WORK REQUEST:
Write out each entry word for word.

- - - - - - -

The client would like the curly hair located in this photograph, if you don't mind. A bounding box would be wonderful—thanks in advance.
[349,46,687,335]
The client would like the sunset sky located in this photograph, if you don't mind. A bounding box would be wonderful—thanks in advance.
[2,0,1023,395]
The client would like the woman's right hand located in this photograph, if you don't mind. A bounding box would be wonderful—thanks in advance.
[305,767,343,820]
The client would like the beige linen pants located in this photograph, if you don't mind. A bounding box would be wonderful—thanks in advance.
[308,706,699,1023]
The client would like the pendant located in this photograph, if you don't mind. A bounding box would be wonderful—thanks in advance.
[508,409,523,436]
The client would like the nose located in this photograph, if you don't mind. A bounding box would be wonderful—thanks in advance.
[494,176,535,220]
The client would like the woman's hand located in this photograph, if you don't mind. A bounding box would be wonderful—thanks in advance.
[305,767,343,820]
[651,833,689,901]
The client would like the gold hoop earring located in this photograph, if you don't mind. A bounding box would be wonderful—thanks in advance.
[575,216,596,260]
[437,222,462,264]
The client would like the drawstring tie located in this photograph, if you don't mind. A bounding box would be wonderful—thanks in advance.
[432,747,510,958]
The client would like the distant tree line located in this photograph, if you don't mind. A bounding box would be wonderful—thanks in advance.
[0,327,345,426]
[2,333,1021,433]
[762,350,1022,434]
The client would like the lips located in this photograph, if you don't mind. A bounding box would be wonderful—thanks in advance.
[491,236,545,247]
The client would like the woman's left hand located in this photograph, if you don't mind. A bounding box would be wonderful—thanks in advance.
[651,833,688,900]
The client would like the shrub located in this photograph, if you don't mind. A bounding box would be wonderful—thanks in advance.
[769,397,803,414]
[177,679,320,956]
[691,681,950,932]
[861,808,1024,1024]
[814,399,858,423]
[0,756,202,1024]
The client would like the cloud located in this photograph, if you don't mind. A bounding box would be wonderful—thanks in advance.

- - - - - - -

EXPECTED ANSWER:
The client would like the curly hair located in this photograph, if you don't mind. A bounding box would be wonderful—thanks in advance.
[349,46,687,335]
The client would like the sunset sky located in this photograph, if you don't mind. A bounding box would be wonderful—thanks in advance.
[2,0,1023,395]
The client would like the woman's right hand located in this photograph, if you don't mind. A bounding box would be wonderful—thanks in advance.
[305,767,343,820]
The client would like the beige linen pants located in this photograph, if you don't mind. A bounding box would be wonderful—thanks in advance.
[308,706,699,1023]
The client would like the pendant located in this photograph, if you don't mind. A bounding box would be wonderful—thanks in advance.
[508,409,523,436]
The client would like the nose located in this photograph, if you don't mind. A bounding box would be wonderful—thanks in advance.
[494,176,535,220]
The client would like the woman's hand located in this photograph, if you don't mind. A bounding box would be wonderful—thanks in advance.
[305,767,343,820]
[651,833,689,901]
The client would like the gold hoop earring located in this photograph, if you don't mind. A bounding box would be wonderful—thanks in advance.
[575,216,596,260]
[437,222,462,264]
The client would like the drawstring tie located in this photograph, if you don't mind. A bounding box would be wonderful—thanks in advance.
[432,747,510,958]
The client would like the distant tree line located in this photograph, if you don't mind. A bounding box would be wonderful—thanks in advance.
[0,327,345,426]
[2,333,1021,433]
[762,350,1022,434]
The client would like the lips located in this photograph, if you don't mind. A bounding box would be wonderful—thanks in advance.
[491,236,545,247]
The client would like the woman's left hand located in this photograph, if you don't mind. A bounding box would be wonderful—thanks in advance.
[651,833,688,900]
The client would like the shrub located in this photograph, if you don't mind. A bounding box would be wonderful—thanks in advance.
[769,397,803,414]
[177,679,320,956]
[691,681,950,932]
[861,808,1024,1024]
[814,399,858,423]
[0,756,202,1024]
The client would like the cloud located in this photograph, if you don't mind. A bounding box would be wonderful—thanks in advance.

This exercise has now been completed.